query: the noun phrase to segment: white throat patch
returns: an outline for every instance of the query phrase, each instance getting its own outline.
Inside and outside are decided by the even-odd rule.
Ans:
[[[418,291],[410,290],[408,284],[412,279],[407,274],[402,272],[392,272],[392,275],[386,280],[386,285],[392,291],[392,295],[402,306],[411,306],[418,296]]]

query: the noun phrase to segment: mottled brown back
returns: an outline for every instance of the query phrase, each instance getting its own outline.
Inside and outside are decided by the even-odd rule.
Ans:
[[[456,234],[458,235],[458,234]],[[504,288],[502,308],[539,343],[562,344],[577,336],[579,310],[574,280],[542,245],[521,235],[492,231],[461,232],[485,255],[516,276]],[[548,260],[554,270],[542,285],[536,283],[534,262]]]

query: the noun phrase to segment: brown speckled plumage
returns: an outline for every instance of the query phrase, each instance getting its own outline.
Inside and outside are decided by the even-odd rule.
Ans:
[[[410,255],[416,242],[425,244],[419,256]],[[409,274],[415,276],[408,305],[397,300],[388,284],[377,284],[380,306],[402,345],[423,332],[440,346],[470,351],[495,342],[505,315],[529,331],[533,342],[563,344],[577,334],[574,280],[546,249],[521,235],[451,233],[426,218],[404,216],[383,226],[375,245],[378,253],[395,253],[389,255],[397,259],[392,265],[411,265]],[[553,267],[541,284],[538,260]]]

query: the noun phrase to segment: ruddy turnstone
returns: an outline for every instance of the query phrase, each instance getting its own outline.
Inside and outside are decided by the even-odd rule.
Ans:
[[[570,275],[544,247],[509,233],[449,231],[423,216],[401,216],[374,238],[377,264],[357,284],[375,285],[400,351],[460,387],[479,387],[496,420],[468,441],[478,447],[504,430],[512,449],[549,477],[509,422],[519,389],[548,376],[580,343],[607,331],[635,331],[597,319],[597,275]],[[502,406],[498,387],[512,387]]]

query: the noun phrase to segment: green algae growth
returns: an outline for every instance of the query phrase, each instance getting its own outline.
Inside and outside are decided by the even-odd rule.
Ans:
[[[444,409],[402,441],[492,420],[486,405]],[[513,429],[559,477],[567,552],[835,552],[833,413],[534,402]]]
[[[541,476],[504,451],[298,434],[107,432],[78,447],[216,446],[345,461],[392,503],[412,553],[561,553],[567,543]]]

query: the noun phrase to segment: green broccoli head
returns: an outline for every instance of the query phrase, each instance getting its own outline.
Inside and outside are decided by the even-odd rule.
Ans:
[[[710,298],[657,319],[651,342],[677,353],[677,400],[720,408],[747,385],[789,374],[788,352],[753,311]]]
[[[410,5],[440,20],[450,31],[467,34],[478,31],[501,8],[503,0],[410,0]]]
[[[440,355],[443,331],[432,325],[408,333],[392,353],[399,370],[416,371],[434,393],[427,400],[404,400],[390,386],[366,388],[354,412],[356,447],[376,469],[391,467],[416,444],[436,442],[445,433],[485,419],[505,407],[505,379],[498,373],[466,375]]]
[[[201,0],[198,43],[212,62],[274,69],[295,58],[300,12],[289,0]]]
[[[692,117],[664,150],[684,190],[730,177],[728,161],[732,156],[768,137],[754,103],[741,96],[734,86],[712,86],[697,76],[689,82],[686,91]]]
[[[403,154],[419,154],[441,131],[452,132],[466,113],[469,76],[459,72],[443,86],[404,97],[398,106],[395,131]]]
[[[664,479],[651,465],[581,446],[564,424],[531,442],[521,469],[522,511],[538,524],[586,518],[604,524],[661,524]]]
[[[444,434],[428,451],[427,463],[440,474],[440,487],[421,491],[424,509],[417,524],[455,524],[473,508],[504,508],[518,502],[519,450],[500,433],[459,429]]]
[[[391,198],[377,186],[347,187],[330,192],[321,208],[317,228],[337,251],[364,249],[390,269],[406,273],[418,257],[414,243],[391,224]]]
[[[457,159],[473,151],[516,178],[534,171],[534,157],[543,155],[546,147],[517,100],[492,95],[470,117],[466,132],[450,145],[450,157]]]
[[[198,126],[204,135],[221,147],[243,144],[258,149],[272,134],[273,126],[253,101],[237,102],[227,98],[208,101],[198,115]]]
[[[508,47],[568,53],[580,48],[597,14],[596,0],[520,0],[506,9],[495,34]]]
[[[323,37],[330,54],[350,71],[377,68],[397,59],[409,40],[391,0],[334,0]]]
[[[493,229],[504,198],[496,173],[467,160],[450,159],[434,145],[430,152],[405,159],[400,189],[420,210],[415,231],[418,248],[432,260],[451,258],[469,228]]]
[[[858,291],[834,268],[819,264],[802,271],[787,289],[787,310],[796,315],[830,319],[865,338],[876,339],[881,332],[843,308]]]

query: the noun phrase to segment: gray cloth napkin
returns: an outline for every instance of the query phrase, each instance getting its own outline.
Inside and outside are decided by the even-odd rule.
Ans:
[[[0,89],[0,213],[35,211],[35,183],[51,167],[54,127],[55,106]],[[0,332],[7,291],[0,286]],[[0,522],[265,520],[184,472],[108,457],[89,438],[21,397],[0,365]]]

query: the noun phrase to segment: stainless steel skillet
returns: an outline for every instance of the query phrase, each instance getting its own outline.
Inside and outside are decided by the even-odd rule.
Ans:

========================

● **STATED EXERCISE**
Display each line of the material above that contains the string "brown". Case counts.

● **ANSWER FOR THIS EXERCISE**
query: the noun phrase to segment: mottled brown back
query: the noun phrase to segment: brown speckled plumage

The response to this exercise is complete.